--- Extracted information Enclosed Below ---
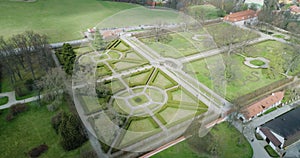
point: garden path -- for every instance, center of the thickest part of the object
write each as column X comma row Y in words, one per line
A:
column 12, row 99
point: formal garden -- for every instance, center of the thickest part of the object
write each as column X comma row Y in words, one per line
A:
column 132, row 97
column 246, row 79
column 180, row 44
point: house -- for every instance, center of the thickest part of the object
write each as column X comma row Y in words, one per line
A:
column 283, row 131
column 260, row 3
column 285, row 1
column 241, row 16
column 254, row 110
column 295, row 9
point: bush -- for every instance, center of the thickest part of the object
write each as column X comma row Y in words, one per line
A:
column 71, row 131
column 56, row 121
column 29, row 84
column 9, row 117
column 37, row 151
column 15, row 110
column 88, row 154
column 18, row 108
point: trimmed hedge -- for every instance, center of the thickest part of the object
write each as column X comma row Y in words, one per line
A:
column 37, row 151
column 14, row 110
column 3, row 100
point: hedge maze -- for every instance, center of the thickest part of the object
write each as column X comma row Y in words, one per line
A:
column 144, row 100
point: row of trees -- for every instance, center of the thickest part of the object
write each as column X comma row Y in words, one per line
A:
--- End of Enclosed Extracted information ---
Work instructions. Exclude the pictures and print the rest of the data exactly.

Task solution.
point: garden path -- for every instance, center of the thickest part of the object
write each as column X comma row Y in words, one per line
A:
column 12, row 99
point: formal garden -- for every instance, center of the thickest part of the object
write each as column X comma row Y in words, one per line
A:
column 132, row 97
column 246, row 79
column 180, row 44
point: house -- for every instance, center of the thickest part of the object
write each as column X comma row Y in words, one per line
A:
column 283, row 131
column 260, row 3
column 285, row 1
column 241, row 16
column 254, row 110
column 295, row 9
point: bush -- for every instance, center of the thickest part of the object
write each as column X comma row Y in words, one per line
A:
column 71, row 131
column 56, row 121
column 29, row 84
column 9, row 117
column 37, row 151
column 15, row 110
column 88, row 154
column 18, row 108
point: trimmed hedge -- for every instance, center of the thickest part of the object
write each as column X comma row Y in words, one per line
A:
column 37, row 151
column 14, row 110
column 3, row 100
point: hedge maze -- for every instance, center of the thickest part of the object
write each as column X comma row Y in words, one per line
A:
column 144, row 100
point: row of trees -- for every instance, center of the thickest part of the object
write each as column X comma row Y in words, one per line
A:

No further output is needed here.